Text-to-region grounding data
════
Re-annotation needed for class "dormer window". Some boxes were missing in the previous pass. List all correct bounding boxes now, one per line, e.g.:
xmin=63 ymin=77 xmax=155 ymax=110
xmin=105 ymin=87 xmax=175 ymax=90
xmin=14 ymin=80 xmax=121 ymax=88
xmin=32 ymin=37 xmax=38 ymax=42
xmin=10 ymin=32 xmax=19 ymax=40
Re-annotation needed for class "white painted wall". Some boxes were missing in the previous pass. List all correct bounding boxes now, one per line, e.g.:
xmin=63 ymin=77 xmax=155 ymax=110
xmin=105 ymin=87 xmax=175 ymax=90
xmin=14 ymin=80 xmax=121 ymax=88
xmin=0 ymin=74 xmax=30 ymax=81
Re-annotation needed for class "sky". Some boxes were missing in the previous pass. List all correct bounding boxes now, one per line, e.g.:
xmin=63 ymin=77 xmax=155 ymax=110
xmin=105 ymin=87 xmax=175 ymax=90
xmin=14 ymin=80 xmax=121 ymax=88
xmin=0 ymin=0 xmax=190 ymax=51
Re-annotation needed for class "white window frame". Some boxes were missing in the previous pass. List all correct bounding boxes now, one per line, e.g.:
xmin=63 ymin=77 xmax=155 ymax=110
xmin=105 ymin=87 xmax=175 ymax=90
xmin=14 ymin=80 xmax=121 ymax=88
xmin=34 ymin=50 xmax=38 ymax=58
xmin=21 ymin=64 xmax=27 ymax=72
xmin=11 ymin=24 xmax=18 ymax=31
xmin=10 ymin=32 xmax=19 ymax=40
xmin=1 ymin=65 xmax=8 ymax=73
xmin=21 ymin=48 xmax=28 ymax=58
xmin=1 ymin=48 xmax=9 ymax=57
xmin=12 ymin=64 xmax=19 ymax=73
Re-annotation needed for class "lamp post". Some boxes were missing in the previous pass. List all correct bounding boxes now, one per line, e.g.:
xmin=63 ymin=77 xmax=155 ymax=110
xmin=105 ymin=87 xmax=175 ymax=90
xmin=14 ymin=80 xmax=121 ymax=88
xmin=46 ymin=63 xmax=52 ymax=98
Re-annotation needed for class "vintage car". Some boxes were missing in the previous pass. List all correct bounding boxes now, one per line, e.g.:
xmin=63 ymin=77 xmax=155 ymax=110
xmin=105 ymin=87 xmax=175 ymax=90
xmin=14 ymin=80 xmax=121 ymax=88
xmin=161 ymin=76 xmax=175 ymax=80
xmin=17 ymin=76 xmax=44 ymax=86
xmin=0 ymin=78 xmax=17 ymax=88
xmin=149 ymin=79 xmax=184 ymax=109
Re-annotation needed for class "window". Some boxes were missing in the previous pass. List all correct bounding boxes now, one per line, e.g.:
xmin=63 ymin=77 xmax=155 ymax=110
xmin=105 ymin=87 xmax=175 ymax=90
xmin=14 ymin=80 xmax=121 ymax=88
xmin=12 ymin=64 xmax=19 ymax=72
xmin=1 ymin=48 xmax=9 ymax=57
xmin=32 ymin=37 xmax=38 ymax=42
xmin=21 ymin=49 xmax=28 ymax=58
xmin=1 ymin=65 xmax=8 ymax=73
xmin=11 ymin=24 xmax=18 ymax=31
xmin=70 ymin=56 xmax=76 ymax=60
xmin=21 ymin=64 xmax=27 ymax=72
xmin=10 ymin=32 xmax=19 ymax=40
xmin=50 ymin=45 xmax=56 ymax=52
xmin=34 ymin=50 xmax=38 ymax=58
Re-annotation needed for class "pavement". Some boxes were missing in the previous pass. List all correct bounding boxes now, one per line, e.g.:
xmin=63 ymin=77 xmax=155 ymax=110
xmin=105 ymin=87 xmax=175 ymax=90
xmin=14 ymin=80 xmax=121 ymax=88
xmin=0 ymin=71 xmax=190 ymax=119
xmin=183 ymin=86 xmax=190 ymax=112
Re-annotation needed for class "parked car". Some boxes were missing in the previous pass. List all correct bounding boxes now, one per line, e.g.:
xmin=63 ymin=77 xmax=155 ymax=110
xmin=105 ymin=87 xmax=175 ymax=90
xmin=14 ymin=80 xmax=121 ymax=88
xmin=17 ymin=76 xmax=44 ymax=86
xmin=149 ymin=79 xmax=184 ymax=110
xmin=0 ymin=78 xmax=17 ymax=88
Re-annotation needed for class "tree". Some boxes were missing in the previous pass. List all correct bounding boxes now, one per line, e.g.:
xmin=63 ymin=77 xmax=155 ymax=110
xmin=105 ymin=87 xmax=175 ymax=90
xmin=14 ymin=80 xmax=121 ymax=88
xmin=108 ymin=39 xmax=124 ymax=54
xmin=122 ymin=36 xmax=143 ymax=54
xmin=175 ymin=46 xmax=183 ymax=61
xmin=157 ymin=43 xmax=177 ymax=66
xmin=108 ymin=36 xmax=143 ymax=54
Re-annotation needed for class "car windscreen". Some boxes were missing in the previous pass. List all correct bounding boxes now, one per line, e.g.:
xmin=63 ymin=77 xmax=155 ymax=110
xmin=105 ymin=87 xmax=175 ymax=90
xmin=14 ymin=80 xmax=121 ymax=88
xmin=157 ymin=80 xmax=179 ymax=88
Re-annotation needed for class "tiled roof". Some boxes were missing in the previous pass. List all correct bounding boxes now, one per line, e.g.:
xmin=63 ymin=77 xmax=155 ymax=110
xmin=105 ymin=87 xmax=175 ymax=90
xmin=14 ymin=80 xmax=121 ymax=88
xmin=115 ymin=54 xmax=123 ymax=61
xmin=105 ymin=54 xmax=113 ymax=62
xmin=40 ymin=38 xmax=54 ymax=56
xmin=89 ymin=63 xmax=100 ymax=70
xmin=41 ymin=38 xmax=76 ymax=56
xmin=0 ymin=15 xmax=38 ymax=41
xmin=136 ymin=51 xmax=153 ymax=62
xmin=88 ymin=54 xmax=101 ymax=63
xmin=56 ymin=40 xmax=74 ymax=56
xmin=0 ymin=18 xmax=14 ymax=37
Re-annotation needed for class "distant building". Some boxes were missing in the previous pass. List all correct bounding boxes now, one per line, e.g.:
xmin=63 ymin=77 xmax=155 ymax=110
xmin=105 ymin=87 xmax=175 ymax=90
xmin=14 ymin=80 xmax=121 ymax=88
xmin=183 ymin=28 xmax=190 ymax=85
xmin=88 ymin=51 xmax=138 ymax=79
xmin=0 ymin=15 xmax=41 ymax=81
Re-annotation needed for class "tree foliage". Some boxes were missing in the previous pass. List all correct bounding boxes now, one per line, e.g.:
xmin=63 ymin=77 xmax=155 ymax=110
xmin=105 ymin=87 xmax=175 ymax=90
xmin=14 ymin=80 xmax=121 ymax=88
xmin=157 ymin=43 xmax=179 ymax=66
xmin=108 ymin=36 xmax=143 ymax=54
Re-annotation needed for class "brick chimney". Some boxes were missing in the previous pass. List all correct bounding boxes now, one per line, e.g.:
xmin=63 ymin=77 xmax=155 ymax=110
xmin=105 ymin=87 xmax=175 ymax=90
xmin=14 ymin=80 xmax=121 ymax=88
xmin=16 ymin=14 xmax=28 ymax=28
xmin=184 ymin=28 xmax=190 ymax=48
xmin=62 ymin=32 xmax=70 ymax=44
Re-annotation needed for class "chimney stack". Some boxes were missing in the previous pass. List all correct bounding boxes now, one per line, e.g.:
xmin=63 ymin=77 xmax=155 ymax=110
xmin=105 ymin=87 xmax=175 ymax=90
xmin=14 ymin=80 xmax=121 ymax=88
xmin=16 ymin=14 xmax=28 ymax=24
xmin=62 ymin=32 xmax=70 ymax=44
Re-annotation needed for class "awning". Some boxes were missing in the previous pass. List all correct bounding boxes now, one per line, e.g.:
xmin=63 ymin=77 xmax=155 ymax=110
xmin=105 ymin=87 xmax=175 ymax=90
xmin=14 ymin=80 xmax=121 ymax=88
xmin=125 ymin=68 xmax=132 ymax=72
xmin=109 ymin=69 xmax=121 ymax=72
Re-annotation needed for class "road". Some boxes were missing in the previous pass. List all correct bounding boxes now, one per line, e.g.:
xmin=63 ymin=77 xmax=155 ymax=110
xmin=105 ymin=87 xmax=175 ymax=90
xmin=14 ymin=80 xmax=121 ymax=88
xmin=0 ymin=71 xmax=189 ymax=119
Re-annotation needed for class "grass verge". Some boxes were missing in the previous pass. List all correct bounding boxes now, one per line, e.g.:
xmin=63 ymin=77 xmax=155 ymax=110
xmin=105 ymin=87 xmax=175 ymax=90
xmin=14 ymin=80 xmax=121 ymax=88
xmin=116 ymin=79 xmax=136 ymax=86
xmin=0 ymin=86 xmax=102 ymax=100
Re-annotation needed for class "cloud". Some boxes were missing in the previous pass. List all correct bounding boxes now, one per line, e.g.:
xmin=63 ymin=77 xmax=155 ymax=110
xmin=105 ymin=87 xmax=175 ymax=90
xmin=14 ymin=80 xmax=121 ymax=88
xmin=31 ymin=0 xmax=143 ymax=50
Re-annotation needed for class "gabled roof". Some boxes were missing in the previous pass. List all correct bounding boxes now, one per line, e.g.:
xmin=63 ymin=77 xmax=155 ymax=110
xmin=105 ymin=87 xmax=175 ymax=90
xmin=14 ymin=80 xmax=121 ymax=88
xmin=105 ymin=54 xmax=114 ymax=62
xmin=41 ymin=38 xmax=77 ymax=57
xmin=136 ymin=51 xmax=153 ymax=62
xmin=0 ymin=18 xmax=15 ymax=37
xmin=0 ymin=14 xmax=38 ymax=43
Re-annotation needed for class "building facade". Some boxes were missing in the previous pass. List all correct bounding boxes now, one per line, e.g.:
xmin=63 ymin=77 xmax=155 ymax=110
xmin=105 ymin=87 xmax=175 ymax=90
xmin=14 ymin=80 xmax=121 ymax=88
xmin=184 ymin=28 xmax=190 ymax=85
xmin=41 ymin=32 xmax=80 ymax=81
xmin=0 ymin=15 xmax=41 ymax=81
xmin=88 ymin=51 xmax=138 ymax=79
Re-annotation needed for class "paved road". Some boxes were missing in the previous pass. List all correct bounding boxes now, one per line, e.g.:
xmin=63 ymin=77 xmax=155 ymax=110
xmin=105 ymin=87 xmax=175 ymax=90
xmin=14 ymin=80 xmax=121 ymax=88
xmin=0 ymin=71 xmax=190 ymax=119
════
§ **Exercise**
Scan the entries above and return each line that holds "window".

§ **Solved exercise**
Re-annotation needed for class "dormer window". Some boxes were missing in the previous pass. List all correct bounding boxes now, one per line, e.g.:
Re-annotation needed for class "white window frame". Some boxes were missing in the previous pass. List all correct bounding boxes now, one per line, e.g.:
Re-annotation needed for class "window". Some boxes were missing in the previous pass. List all correct bounding boxes now, one per line, e.g.:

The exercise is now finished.